Dataset entries:
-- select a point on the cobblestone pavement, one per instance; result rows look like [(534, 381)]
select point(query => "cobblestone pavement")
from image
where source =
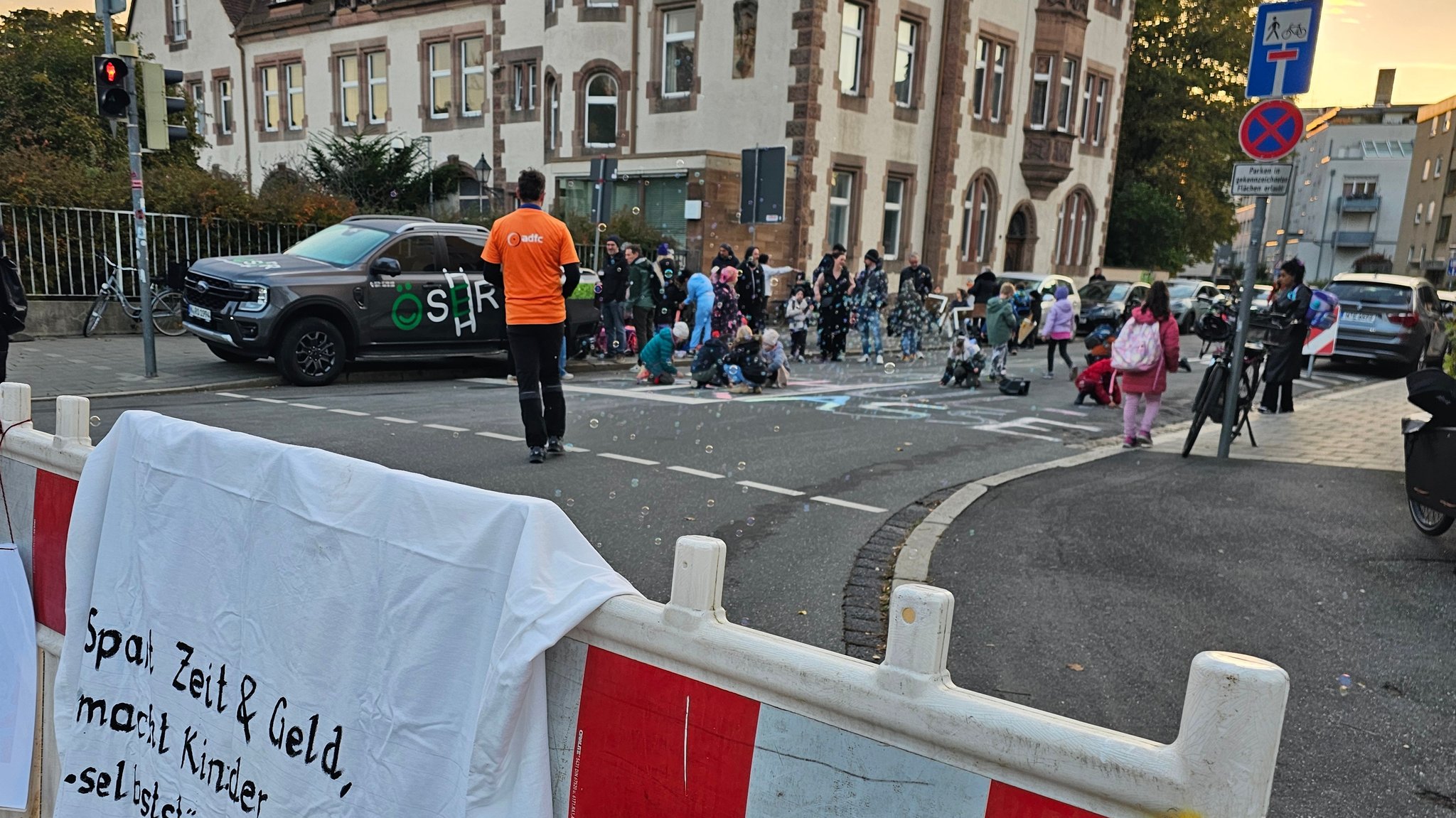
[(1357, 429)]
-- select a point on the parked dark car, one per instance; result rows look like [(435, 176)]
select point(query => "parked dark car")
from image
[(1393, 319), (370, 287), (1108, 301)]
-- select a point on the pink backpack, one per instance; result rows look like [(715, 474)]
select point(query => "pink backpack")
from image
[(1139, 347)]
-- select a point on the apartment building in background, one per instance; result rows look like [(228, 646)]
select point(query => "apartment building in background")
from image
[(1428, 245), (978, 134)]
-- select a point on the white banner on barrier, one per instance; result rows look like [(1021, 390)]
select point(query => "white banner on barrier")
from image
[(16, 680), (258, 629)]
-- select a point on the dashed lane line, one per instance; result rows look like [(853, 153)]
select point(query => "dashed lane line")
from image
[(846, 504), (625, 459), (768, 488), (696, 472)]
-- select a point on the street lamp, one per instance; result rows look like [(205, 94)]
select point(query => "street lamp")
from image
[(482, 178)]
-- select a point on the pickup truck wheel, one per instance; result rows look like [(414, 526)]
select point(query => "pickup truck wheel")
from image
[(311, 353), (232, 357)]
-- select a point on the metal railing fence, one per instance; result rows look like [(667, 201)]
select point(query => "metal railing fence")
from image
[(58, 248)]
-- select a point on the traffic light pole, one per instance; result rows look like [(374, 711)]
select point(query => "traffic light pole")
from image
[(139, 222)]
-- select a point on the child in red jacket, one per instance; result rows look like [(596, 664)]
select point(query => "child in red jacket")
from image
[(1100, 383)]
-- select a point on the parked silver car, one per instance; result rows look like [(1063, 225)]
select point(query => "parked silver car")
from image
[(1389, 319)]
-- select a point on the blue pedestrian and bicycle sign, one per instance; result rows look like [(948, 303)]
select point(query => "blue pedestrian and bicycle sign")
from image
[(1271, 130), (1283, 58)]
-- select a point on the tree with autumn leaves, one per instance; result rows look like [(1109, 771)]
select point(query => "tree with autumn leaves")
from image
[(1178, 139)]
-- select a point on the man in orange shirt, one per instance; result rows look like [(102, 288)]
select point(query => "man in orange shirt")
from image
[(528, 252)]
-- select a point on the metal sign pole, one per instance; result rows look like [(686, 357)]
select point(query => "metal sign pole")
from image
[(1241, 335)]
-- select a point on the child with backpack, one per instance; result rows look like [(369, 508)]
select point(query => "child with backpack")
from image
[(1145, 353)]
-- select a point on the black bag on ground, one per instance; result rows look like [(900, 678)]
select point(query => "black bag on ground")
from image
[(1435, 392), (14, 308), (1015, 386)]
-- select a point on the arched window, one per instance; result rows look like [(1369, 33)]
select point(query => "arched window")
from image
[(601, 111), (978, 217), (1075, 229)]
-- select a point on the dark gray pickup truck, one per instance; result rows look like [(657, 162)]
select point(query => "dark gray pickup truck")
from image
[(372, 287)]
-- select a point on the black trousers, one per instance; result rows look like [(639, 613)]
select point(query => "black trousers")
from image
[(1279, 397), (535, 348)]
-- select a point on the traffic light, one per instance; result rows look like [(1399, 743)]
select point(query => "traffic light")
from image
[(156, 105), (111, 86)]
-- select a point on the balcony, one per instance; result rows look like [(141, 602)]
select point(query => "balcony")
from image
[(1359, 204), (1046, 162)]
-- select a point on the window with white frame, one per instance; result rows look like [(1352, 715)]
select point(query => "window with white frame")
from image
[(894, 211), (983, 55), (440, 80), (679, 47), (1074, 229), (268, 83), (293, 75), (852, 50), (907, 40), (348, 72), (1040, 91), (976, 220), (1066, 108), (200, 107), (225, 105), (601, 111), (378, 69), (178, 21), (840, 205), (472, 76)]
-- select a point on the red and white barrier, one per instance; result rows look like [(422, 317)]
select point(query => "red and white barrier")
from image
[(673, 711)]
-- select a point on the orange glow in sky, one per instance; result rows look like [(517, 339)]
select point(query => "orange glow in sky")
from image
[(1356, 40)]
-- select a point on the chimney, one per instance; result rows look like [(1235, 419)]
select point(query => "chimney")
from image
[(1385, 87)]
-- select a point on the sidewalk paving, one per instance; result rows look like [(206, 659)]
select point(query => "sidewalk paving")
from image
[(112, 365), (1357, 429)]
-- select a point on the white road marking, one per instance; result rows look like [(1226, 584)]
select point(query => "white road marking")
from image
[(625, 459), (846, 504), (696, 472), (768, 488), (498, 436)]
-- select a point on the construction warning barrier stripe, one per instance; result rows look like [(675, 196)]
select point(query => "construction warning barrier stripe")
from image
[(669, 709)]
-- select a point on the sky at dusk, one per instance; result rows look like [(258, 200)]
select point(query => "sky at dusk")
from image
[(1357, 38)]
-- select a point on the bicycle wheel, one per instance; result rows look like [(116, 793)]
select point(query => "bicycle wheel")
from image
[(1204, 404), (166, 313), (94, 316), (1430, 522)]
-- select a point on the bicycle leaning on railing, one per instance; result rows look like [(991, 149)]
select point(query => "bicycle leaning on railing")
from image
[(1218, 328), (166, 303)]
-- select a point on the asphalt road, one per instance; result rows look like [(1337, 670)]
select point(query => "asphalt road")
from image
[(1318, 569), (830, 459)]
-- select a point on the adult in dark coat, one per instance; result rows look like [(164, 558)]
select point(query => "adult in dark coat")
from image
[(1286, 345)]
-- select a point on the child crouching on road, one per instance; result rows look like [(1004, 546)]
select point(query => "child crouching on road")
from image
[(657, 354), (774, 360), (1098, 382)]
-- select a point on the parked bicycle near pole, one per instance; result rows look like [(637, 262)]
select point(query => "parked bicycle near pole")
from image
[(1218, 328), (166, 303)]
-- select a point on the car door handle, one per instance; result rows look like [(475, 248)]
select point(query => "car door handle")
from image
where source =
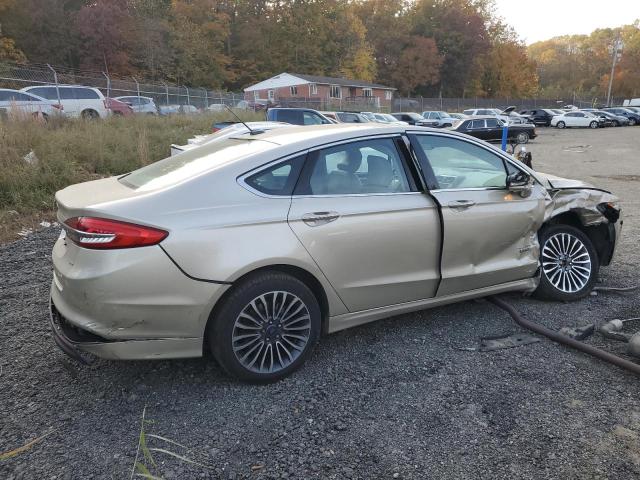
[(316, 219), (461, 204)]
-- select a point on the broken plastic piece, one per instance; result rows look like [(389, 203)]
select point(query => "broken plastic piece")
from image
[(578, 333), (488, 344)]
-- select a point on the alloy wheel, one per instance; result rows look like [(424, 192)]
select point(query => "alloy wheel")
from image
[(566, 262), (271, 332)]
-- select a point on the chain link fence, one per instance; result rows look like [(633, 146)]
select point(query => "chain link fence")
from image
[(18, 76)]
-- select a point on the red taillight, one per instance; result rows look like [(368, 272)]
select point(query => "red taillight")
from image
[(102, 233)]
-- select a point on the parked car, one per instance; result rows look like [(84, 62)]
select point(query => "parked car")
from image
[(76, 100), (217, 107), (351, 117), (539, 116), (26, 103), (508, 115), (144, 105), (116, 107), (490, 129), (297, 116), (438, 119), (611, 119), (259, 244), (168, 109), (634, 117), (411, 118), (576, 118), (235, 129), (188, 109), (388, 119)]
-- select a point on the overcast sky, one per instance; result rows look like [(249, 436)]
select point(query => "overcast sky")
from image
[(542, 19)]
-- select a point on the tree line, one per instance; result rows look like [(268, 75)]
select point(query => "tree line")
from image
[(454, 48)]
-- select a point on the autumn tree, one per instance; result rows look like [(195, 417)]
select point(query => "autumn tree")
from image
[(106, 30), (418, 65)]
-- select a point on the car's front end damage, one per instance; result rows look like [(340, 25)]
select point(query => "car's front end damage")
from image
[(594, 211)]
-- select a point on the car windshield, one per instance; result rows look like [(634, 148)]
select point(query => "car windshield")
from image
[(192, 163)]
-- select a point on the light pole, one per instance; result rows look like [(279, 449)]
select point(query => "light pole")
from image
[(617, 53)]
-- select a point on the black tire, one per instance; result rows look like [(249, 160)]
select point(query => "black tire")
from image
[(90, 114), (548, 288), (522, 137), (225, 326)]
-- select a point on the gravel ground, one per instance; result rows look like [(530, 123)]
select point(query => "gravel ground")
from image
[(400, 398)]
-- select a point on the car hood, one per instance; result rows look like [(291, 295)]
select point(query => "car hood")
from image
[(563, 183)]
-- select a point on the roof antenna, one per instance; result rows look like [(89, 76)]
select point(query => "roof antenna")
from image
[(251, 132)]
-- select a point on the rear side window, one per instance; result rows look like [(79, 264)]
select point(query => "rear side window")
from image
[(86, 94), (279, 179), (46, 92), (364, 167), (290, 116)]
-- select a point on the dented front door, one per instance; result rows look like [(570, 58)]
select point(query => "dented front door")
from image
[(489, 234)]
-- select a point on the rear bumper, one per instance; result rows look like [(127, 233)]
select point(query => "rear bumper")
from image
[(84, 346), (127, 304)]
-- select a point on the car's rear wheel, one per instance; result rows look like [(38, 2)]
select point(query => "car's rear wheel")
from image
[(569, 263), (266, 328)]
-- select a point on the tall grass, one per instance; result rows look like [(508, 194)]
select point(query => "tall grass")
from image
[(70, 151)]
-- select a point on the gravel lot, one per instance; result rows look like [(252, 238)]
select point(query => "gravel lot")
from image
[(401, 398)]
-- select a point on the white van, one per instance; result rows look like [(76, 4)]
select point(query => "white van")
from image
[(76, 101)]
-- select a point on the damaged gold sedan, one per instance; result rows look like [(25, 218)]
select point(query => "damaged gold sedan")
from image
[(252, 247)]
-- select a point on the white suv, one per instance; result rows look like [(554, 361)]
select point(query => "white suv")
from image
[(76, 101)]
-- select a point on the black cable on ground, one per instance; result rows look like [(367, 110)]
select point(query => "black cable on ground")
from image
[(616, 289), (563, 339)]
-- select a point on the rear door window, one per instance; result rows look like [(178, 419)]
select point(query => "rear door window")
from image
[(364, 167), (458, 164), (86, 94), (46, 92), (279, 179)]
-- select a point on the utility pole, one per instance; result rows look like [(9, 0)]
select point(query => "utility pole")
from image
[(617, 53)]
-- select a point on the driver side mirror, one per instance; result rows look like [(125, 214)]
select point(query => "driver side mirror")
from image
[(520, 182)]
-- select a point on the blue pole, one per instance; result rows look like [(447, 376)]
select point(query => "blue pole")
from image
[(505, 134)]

### GOAL OF THE EXERCISE
Please return every line of the records that contains the word "street".

### EXERCISE OUTPUT
-- select a point on the street lamp, one per instance; result rows look like [(205, 94)]
select point(query => "street lamp")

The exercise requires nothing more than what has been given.